**QUÉ HARÁS**
• A. En el texto sobre Ricardo Arjona, ¿por qué no conviene seguir a quienes impugnan sus producciones por ciertos errores formales? Responde en una a tres oraciones.
• B. Prolonga el texto sobre Ricardo Arjona a partir de su última oración.

**TEXTO PROPORCIONADO**
Si cualquier boludo tiene un blog también cualquier boludo es crítico de música. Por eso es tan sencillo hacer leña del árbol caído con un cantautor que desde hace más de veinte años ha musicalizado ciertos lugares comunes del imaginario popular. Desmerecer tamaña tarea es no entender en modo alguno no ya los dispositivos culturales que obran a nuestro alrededor sino tampoco las sensibilidades y el imaginario de cientos de miles de personas de habla hispana que encuentran en las letras del guatemalteco su compañía en momentos de zozobra  y alegría, la empatía que transforma lo irrelevante en vital.

Edgar Ricardo Arjona Morales es un cantautor de producción dispar. Ni tan horrendo y edulcorado como acusan sus detractores ni un poeta de primer orden como pretenden sus fans. Sus melodías no son experimentales ni originales. No es un virtuoso de la guitarra ni del piano. Compositor de melodías correctas se ha mantenido dentro de una línea musical que le permitió componer para artistas latinoamericanos de mayor proyección internacional (Ricky Martin aquí o aquí) o lograr que en cada uno de sus discos haya al menos un hit radiable. Quienes estén versados en los detalles de la composición podrán impugnar la línea anterior debido a ciertos errores formales que presentan algunas de sus producciones. Sin embargo si hubiésemos de seguirlos, deberíamos en el mejor de los casos impugnar casi la totalidad de la música popular actual.

**DATOS PROPORCIONADOS**
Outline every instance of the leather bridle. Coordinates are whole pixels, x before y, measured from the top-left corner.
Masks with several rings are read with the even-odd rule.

**RESPUESTAS FINALES**
• A. Porque, si se siguiera ese criterio, en el mejor de los casos habría que impugnar casi la totalidad de la música popular actual.

• B.
Como todo cantautor Versado en el uso de la guitarra, las melodías de Arjona se destacan por su sencillez. Puede haber cambiado su escenografía por grandes teatros y estadios pero Arjona es y seguirá siendo un cantante callejero. Es por eso que sus melodías requieren de la técnica mínima indispensable para desenfundar la guitarra y ser tocadas en una esquina o en una plaza. Es por eso que cunden sus imitadores y tributarios. No hace falta ser un guitar hero para sentirse en sus botas. Sólo bastna un bar y un micrófono. Él podrá amarrarse a producciones sobrecargadas, barrocas, con flautas, gaitas y orquestas estruendosas, pero siempre hay en el fondo de toda esa pirotecnia canciones de guitarra. Nada más. Y eso es lo que perdió. En esa suerte de estravío artístico comenzó a repetirse a sí mismo. Pasado su período más creativo (Historias, 1993, y Si el norte fuera el sur, 1996) quedó preso de una serie de arreglos y de giros melódicos en los que se cita compulsivamente. En esas autoalusiones constantes ha coqueteado con el blues, con el folk y hasta con el rock de baja cilindrada. No son estos sólo artificios lúdicos de quien busca algo de prestigio pues si bien su lugar son las baladas, se mueve con comodidad por otros géneros. No profundiza en ellos ni les agrega nada, pero no por eso dejan de sonar como lo que son. Si cuesta creerle cuando los interpreta es porque el mercado ha sobredimensionado su perfil de baladista latino haciéndonos olvidar que más allá de los hits es también un músico de carisma.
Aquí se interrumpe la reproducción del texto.